According to the NAHB Remodelers of the National Association of Home Builders (NAHB), there are some funding sources available (for those who qualify) that could help to finance remodeling projects that incorporate Universal Design.


While some of these funding options are also restricted by age or disability, others are limited to those who live in certain geographic locations, or are reserved for those who meet strict income and resource criteria.


The following is a list of some of the potential funding sources for home modifications.  Not all of these programs are available in all areas or to everyone.  Please contact them directly to see if you qualify.


  • Assistive Technology Funding and Systems Change Project--United Cerebral Palsy Associations (UCPA):  UCPA provides funding information on equipping homes with technical support to promote independent living. Call 800.872.5827 for details.


  • U.S. Department of Agriculture (USDA):  The USDA has created the Rural Development Home Repair Loan and Grant Programs (known as Section 504 programs) to provide assistance to those who live in areas with a population less than 10,000. This program provides low-interest loans to homeowners of all ages, and grants to individuals over the age of 62 (who meet specified income criteria) in order to assist with home repairs and make homes accessible for people with disabilities.  Contact the USDA Service Center nearest you for more information. Visit http://www.rurdev.usda.gov/rd/contacts.html.


  • State Assistive Technology (AT) Projects:  Several states have initiated home modification programs through their statewide Assistive Technology program (http://www.resna.org/taproject/at/statecontacts.html). These programs can provide trial equipment as well as low-interest loans for the purchase of assistive technology or home modifications for individuals with disabilities.


  • National Council on Independent Living Center:  The center provides information on how to get funding and referral services in your area.  Call 703. 525.3406 or 703.524.3407 (TDD).


  • Area Agency on Aging:  Some Area Agencies on Aging (AAA) use funds from the Older Americans Act Title III to modify homes. Contact your local AAA to find out if programs are available in your area. To locate the nearest AAA, call 800.677.1116.


  • Department of Veterans Affairs:  Veterans with disabilities should contact their service officer to determine how much modification the VA will fund. Call 800. 827.1000.


  • Guaranteed Rural Housing Loan Program:  This federal program provides help for homeowners with moderate incomes to buy, build, improve, repair or rehabilitate rural homes. Call 202.720.4323 for more information.

========================================

Translate this sentence from the text on funding for home modifications into Spanish: "Not all of these programs are available in all areas or to everyone." Work only from the text on funding for home modifications.

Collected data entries
========================================

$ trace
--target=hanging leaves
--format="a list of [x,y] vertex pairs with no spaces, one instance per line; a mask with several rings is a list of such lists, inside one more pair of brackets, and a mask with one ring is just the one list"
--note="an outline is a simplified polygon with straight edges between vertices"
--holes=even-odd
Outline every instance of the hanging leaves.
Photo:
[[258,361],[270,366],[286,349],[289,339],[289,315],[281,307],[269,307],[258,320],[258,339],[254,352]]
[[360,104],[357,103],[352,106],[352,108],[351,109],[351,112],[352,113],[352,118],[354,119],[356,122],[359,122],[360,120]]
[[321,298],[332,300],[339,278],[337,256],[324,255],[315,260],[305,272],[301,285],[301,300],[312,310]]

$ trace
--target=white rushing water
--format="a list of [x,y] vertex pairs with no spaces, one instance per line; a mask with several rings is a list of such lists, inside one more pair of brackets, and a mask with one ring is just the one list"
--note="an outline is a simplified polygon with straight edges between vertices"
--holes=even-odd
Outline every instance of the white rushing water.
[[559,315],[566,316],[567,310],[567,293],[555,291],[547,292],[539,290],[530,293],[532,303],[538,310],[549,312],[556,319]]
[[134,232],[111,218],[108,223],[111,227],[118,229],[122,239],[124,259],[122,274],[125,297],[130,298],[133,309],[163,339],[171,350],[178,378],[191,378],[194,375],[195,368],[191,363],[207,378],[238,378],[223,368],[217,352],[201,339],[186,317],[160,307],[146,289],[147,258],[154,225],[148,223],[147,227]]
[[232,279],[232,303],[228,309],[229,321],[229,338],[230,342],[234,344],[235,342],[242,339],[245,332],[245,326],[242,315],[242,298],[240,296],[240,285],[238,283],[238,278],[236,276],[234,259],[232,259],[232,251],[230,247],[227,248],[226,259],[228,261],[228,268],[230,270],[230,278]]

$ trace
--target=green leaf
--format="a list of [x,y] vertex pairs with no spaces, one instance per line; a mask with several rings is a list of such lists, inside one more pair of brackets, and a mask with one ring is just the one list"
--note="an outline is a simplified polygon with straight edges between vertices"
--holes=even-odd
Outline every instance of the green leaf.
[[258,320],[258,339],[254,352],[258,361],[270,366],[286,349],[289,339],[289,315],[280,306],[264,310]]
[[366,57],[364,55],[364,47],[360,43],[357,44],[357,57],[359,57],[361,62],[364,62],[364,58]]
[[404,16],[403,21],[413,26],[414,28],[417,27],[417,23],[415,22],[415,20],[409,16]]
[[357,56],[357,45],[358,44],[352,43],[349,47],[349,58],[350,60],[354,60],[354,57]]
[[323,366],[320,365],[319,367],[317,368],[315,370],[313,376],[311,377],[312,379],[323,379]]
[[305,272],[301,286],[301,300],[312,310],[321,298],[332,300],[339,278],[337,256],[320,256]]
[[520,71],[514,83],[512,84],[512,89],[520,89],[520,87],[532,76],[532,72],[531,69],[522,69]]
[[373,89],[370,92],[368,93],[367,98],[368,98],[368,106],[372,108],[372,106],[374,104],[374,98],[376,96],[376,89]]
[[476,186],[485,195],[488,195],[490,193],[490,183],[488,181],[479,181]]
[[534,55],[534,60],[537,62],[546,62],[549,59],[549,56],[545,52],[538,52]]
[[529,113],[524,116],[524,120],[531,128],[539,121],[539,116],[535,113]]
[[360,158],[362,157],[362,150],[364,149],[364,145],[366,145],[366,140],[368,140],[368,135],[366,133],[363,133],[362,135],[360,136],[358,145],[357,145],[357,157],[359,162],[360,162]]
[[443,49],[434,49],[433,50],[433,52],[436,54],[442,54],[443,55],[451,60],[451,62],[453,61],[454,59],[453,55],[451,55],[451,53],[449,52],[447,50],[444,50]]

========================================

WRITTEN RESPONSE
No todos estos programas están disponibles en todas las áreas ni para todo el mundo.